**Consigne:** Poursuivez le compte rendu de l'ouvrage de Negri et Cocco sur l'Amérique latine, à la suite de sa dernière phrase.

**Extrait du document:**

Recensé :
Antonio Negri et Giuseppe Cocco, GlobAL. Luttes et biopouvoir à l’heure de la mondialisation : le cas exemplaire de l’Amérique latine, Paris, Editions Amsterdam, 2007, 218 p., traduit de l’italien par Jeanne Revel.
Dans son dernier essai écrit en collaboration avec Giuseppe Cocco, sociologue de l’université fédérale de Rio de Janeiro, Antonio Negri applique à l’Amérique latine les thèses présentées dans Empire et Multitudes, parus respectivement en 2000 et 2004. Se voulant « à la fois méthode de recherche et volonté de lutte », l’ouvrage s’apparente plutôt à la seconde catégorie et doit être lu pour ce qu’il est : une analyse idéologique et non académique de la réalité latino-américaine. Celle-ci se fonde sur les concepts familiers de Negri (« Empire », « multitude », « travail vivant »), ainsi que sur les axiomes à partir desquels il développe sa pensée : le rôle moteur des luttes sociales dans l’évolution du capital, l’exode comme figure de la résistance prolétarienne, la politique du biopouvoir.
L’ouvrage de Negri et Cocco est une charge nettement dirigée contre les tenants de la gauche modérée (tendance Michelle Bachelet) dans l’Amérique latine actuelle. Ils affirment que ceux-ci se trompent en continuant à jouer la carte du développement et de la souveraineté nationale, alors même que l’heure est à un autre type de développement, produit par la globalisation, fondé sur l’interdépendance et la généralisation du travail immatériel. Dans les politiques de développement mises en œuvre en Amérique latine, les auteurs distinguent le « cépalisme » et le « national-développementisme » , auxquelles ils reprochent d’avoir perpétué les formes existantes de domination sociale et d’avoir empêché – y compris par la répression d’Etat – l’émancipation des forces nouvelles. Ces courants auraient mystifié les citoyens en présentant le sous-développement comme le produit de causes exogènes au lieu de résoudre les blocages inhérents aux sociétés latino-américaines. Ils n’auraient été en somme que les habits neufs d’un Etat qualifié de « patriarcal et raciste », ce qui amène les auteurs à consacrer tout un chapitre à cette question. Après avoir présenté la situation actuelle et les prémices de leur raisonnement (les prétendus obstacles au développement, le fondement du biopouvoir), ils reprennent l’analyse historique des trois séquences considérées : l’étape dite du développementisme (1930 à 1968), celle du national-développementisme (1968 à 1985) et celle du néo-libéralisme (1985 à 2001).

Données d'un jeu de données:
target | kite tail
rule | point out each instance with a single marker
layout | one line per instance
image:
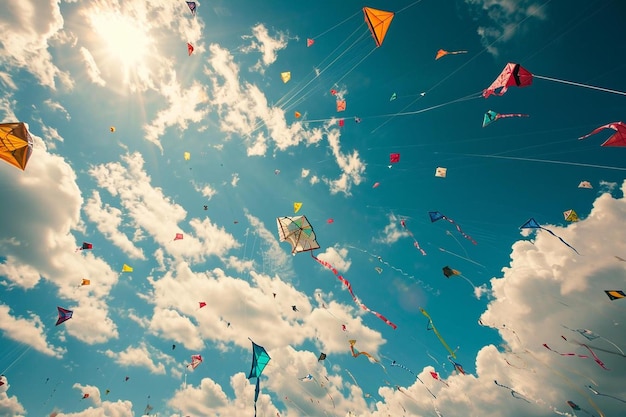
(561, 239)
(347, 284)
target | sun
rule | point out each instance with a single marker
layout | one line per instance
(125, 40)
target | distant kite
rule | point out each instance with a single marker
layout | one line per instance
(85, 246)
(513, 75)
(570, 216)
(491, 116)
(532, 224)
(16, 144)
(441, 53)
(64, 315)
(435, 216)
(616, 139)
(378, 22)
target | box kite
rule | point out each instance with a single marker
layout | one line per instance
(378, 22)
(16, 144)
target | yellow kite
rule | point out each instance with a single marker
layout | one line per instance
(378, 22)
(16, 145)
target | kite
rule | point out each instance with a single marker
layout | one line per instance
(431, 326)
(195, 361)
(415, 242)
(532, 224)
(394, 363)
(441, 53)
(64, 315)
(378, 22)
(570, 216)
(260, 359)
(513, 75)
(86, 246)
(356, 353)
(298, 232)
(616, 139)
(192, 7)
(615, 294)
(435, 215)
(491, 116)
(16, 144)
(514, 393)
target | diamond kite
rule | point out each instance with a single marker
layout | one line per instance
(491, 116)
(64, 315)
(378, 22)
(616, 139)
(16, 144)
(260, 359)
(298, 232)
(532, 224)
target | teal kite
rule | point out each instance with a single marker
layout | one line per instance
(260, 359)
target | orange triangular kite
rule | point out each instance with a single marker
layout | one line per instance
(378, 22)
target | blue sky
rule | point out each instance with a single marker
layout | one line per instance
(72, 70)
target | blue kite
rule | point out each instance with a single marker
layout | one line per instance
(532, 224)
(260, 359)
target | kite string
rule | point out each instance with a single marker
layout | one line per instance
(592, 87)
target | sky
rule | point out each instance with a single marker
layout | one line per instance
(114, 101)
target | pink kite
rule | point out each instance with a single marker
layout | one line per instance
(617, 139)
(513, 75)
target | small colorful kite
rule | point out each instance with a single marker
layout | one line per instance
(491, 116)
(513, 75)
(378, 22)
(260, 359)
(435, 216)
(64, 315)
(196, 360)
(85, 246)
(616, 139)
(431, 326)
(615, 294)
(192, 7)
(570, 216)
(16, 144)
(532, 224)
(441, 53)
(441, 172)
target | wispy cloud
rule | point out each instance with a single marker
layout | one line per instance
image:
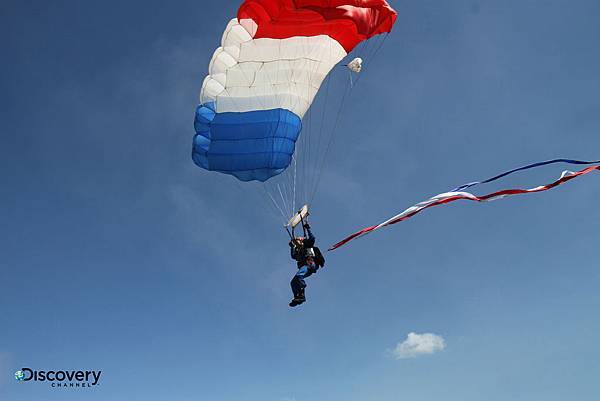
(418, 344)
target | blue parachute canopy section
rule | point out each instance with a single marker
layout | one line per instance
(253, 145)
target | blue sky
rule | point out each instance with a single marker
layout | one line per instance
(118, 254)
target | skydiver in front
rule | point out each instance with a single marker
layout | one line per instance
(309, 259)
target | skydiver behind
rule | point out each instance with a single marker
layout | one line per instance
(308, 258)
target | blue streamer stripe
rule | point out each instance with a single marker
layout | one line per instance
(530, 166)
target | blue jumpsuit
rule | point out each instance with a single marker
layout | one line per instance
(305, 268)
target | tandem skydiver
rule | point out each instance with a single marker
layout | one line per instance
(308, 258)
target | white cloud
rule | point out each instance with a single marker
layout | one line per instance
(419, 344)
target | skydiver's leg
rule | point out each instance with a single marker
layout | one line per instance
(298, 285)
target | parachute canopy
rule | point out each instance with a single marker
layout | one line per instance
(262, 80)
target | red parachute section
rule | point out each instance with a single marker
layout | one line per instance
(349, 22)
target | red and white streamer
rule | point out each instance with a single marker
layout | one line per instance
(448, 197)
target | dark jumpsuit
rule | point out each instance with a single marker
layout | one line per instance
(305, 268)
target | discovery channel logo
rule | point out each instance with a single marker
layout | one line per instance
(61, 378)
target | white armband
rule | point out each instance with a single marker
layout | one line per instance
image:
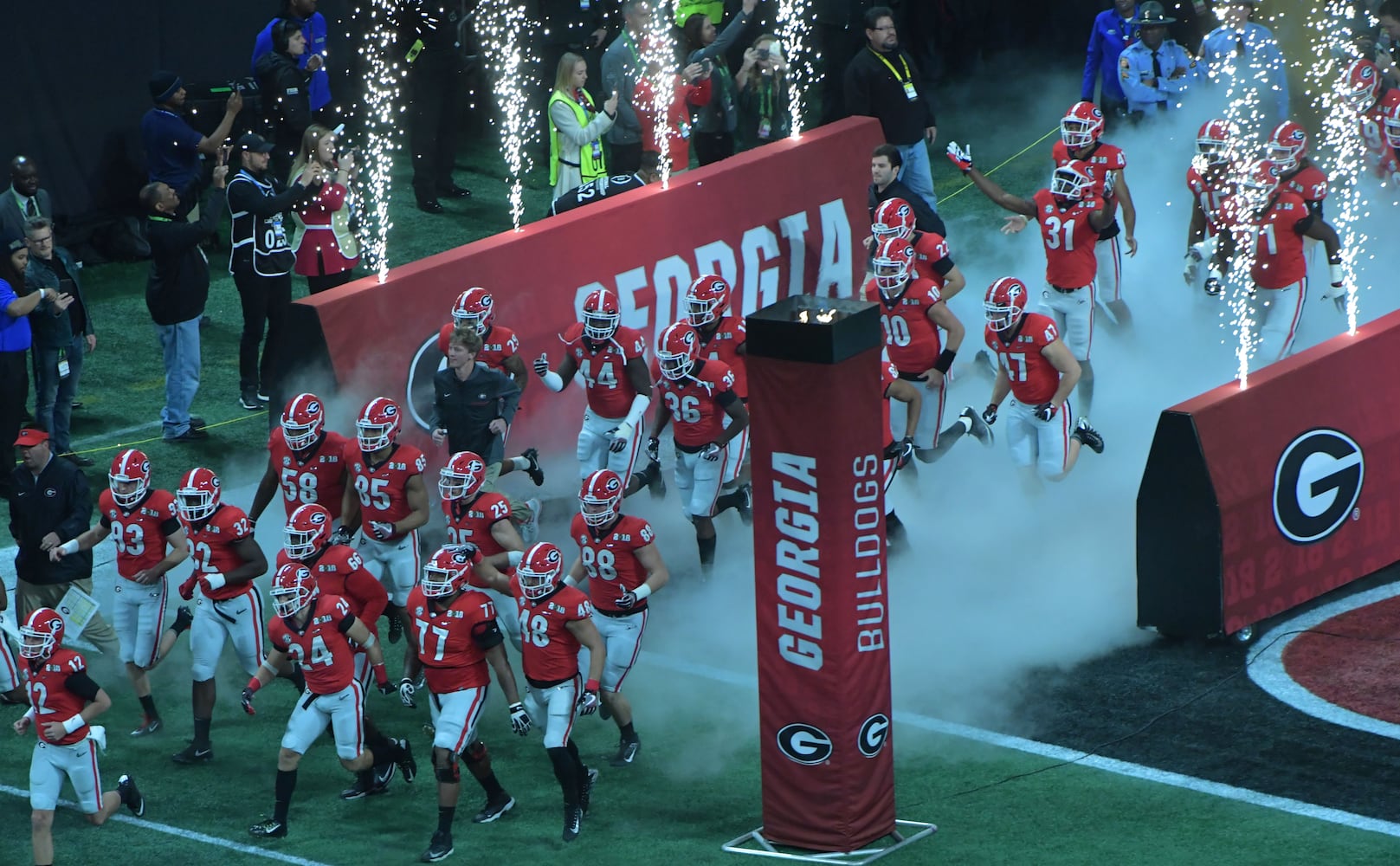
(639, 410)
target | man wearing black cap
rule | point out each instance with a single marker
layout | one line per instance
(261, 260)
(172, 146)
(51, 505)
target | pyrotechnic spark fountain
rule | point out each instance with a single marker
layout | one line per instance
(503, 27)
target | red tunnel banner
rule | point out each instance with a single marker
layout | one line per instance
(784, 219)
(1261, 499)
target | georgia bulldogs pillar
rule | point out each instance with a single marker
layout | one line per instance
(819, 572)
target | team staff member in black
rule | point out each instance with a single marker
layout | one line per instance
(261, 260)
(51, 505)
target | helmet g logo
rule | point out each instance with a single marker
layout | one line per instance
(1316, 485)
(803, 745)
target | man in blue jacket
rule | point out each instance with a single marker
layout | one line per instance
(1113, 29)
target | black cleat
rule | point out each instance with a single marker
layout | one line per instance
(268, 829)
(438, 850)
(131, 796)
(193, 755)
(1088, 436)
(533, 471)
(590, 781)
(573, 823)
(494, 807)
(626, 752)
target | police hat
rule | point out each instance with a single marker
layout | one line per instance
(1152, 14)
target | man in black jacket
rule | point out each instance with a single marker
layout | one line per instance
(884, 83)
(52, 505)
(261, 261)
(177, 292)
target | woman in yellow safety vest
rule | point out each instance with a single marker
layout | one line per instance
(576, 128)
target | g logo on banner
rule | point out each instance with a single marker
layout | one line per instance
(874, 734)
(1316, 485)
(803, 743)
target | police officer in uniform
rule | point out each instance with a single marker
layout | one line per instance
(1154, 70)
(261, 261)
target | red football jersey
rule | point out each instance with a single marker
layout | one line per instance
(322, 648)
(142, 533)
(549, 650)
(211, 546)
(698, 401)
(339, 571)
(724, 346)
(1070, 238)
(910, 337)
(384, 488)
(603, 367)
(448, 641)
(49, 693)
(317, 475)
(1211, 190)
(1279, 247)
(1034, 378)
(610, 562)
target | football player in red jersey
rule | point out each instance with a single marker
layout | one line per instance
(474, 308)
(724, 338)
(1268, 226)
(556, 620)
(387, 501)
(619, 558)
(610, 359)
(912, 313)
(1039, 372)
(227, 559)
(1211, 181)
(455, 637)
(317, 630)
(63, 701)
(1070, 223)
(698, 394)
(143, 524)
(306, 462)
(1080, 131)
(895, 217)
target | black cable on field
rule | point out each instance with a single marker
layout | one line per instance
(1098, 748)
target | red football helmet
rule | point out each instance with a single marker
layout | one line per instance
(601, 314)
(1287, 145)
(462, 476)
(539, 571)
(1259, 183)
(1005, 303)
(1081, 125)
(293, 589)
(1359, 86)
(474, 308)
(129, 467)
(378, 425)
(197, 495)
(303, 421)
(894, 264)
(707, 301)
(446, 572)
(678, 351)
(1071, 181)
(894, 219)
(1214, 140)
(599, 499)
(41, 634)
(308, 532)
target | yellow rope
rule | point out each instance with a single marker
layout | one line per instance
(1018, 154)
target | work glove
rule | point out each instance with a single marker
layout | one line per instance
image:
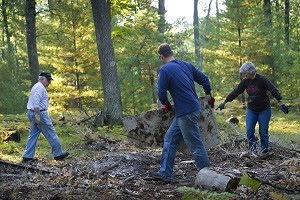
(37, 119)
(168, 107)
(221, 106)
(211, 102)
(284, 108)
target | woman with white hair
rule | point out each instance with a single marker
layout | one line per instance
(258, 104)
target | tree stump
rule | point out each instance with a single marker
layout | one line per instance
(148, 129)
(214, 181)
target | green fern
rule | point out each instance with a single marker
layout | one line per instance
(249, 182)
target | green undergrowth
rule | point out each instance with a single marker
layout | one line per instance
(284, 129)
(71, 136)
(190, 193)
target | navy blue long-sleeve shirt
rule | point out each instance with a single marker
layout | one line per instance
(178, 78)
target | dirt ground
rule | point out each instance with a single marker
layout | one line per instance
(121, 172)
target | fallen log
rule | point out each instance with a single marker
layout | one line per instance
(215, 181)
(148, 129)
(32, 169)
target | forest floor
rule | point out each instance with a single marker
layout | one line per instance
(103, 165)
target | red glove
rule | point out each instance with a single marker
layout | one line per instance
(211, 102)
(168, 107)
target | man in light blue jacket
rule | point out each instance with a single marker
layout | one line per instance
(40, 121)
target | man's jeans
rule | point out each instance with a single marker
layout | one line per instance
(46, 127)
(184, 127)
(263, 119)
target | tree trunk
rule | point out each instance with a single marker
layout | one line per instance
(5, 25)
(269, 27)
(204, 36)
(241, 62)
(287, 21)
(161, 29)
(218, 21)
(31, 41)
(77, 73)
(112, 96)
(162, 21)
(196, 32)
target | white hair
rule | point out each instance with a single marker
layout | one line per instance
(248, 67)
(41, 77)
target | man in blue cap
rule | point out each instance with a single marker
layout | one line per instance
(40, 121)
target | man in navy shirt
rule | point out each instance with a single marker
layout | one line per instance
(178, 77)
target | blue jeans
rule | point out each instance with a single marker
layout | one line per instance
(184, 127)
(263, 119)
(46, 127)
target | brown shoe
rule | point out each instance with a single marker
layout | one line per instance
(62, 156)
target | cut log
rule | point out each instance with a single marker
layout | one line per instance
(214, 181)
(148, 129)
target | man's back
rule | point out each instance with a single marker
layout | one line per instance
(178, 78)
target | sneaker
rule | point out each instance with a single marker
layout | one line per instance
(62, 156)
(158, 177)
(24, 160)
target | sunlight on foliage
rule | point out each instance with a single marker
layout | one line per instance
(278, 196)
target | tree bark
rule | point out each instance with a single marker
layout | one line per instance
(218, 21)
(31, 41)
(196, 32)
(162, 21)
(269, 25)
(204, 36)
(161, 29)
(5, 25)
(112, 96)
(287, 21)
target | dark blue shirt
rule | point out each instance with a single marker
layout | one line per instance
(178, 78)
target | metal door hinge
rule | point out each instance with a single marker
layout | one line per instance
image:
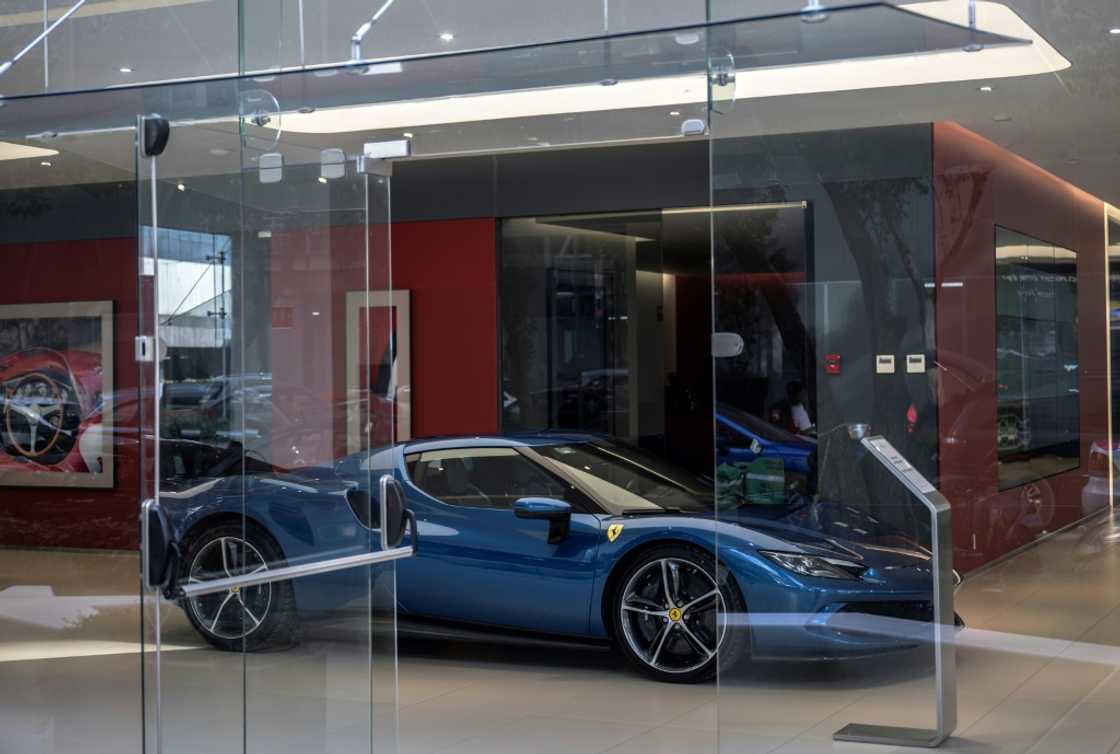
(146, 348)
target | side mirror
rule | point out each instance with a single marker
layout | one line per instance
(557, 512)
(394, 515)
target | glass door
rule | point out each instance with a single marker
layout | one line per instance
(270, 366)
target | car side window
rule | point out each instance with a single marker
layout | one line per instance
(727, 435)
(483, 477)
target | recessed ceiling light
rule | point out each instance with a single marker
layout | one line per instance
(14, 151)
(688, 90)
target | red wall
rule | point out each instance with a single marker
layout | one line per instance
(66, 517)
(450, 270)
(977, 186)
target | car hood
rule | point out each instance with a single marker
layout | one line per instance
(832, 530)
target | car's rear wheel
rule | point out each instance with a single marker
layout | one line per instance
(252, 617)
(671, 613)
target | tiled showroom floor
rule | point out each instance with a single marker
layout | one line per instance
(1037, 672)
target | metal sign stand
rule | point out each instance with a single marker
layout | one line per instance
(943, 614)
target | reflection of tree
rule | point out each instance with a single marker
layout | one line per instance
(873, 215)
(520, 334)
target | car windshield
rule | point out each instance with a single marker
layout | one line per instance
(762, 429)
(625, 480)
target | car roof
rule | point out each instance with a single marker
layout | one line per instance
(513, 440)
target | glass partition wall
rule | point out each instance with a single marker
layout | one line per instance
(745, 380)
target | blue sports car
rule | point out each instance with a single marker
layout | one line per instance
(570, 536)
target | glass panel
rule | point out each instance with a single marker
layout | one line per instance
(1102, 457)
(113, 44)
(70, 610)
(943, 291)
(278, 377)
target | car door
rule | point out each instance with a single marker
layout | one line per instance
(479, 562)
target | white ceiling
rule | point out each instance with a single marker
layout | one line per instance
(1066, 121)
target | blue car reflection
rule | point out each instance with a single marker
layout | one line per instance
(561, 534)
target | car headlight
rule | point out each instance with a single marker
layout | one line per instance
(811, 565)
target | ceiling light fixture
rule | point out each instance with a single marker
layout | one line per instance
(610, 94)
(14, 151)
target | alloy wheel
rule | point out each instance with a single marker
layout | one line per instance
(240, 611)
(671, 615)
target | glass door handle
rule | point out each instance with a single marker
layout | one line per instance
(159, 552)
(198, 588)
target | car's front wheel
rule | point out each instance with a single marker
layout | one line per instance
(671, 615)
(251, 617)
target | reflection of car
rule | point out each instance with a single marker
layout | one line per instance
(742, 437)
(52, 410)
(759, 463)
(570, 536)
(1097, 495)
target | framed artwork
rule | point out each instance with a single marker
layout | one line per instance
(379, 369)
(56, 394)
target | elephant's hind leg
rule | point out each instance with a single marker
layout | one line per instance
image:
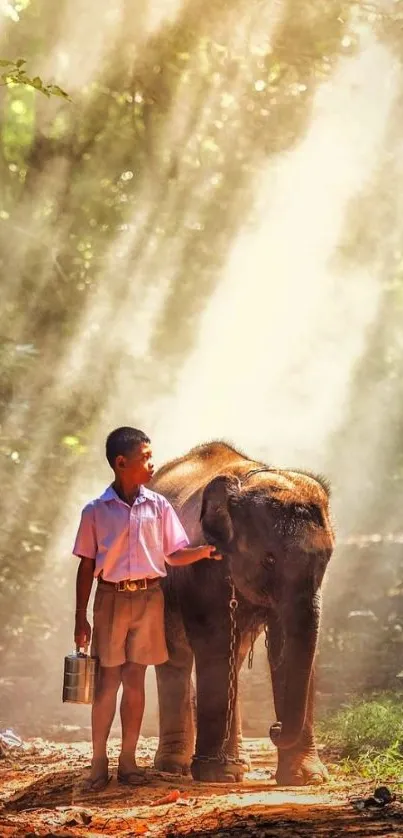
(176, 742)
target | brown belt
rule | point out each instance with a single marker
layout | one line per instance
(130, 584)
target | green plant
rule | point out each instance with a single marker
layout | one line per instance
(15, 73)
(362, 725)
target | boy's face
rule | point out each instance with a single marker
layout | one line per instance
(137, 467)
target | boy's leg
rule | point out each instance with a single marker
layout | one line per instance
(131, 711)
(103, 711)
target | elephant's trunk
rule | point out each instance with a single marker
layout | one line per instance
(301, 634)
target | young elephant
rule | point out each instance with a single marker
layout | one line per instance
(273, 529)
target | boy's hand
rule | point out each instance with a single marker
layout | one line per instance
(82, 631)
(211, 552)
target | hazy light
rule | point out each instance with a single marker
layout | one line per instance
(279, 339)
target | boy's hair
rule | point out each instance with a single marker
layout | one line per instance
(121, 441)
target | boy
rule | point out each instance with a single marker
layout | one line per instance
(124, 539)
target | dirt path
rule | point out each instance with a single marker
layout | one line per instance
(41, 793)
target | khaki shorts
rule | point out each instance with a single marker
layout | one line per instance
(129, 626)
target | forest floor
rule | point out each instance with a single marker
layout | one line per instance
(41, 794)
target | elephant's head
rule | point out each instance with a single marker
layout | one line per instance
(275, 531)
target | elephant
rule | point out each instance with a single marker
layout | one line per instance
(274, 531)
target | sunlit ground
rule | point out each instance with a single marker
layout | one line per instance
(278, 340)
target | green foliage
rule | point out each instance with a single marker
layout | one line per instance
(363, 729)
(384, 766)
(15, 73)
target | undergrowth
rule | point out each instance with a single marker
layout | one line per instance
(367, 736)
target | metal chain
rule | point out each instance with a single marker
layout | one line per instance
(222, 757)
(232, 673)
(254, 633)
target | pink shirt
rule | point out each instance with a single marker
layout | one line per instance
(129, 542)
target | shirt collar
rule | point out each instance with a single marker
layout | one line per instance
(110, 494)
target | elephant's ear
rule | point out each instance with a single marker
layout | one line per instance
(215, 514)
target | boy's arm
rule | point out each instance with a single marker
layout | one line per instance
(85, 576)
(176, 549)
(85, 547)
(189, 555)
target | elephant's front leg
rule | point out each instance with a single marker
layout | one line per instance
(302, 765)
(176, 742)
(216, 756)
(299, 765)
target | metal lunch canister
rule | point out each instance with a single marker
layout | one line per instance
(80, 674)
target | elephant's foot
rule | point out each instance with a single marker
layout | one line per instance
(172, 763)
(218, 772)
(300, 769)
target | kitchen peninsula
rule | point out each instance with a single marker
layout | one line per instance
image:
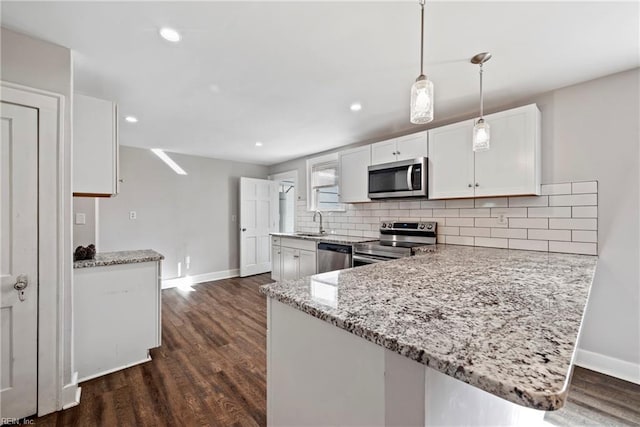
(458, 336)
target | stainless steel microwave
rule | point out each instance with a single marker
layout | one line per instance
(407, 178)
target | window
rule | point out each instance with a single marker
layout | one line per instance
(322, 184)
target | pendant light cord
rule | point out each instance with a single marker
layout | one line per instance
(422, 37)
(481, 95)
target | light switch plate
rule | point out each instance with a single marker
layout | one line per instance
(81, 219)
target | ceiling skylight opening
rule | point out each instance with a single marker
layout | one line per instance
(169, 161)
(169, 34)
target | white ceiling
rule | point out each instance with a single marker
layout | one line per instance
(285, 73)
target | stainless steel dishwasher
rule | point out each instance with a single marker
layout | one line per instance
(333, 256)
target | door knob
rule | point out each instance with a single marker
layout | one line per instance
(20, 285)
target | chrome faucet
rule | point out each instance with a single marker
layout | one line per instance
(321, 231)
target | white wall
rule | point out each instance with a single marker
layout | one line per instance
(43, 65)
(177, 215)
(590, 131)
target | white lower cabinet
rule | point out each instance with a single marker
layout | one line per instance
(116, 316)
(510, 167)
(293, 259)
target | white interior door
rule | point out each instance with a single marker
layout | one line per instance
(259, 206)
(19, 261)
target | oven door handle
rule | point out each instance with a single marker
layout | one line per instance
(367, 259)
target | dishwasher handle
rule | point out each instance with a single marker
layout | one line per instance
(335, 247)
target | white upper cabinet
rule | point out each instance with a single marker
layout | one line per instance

**Résultat attendu:**
Le principal problème que pose cette critique du développementisme latino-américain est qu’elle présente une vision réifiée du processus, passant sous silence les contextes dans lesquels ces politiques ont été élaborées ainsi que les conflits qu’elles ont engendrés, notamment au sein des élites. A cet égard, on peut difficilement mettre sur un même plan la politique de Perón ou de Vargas, qui s’appuie sur un verrouillage étatique des syndicats et des corporations, le « développementisme » beaucoup plus démocratique des années 1950 (Frondizi, Kubitschek, Betancourt) et les politiques de « développement national », beaucoup plus libérales, mise en œuvre par les juntes chilienne et argentine. Dans le détail, les projets différaient autant par leur contenu que par leur mise en œuvre et leur coût social. Par ailleurs, les auteurs n’évoquent jamais les résistances opposées à ces politiques par une partie des élites, preuve s’il en est que ces projets étaient loin de défendre les seuls intérêts d’une « l’oligarchie » décidée à laisser croupir dans la misère les classes populaires .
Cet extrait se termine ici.